» What is expected
Rewrite the text on physical consciousness, starting at "When a woman" and stopping after "just the same.", with "bodily awareness" in place of "physical consciousness".

____ Text block

I use the word beauty because “physical consciousness” is an aesthetic judgment. It’s no different than the judgment bestowed on ski jumpers or figure skaters or the slam dunk contest. It’s not measurable. This guy I saw on the street doesn’t need a numerical rating for me to aesthetically judge him as being sub-optimal.
You will have already heard, all across your life, arguments for eating right, exercising, getting enough sleep, showering, cleaning your ears, washing your clothes, being a healthy weight. In my mind, these are all just nudges to remember that it’s on us to cultivate an awareness of our physical state. I’m not trying to go on a health crusade here. I’ve met plenty of people who are heavier in weight but still very physically conscious, including many dancers. The point isn’t to achieve god-like excellence but to strive for earthly harmony.
And of course, I must also say that I have no formal qualifications in philosophy, psychology, or physiology, so you can critique my analysis all you like.2 Probably I deserve it. I’ll just say that, for me, I can’t help but notice the presence or absence of physical consciousness in people I interact with, and as I get older, I only notice it more acutely. And to bring it back to the beginning, physical consciousness is a big factor for me in the physical attractiveness of women.
When a woman holds herself confidently, moves deliberately, touches and responds with subtle awareness, eases and flows in and out of personal space, I find it attractive. And when I notice this, it’s likewise a reminder for me to pay attention, to cultivate my physical consciousness, and to be deliberate with my body just as I am with my words, because I know that women notice these qualities about me just the same.

________
____ Excerpted data

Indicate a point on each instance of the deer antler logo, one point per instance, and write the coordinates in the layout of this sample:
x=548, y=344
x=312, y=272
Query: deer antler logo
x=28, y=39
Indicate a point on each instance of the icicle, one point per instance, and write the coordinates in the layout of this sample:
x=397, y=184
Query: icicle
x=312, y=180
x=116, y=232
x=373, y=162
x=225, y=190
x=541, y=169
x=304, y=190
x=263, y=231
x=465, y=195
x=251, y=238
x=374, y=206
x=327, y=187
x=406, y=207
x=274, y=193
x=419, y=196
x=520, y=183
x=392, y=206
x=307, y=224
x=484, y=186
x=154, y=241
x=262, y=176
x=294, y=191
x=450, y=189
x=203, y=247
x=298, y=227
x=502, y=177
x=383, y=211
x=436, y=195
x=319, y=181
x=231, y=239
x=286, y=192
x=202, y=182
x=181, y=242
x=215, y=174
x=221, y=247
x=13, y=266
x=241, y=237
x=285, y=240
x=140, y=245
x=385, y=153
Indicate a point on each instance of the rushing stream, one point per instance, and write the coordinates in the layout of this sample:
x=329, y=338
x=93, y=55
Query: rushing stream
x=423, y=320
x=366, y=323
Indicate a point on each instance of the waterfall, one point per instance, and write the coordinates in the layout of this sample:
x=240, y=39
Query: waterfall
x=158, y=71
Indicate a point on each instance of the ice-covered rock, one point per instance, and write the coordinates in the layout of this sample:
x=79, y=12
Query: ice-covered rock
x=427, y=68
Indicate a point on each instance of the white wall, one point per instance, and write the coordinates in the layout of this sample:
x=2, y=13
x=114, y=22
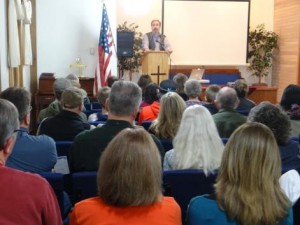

________

» Written answer
When a woman holds herself confidently, moves deliberately, touches and responds with subtle awareness, eases and flows in and out of personal space, I find it attractive. And when I notice this, it’s likewise a reminder for me to pay attention, to cultivate my bodily awareness, and to be deliberate with my body just as I am with my words, because I know that women notice these qualities about me just the same.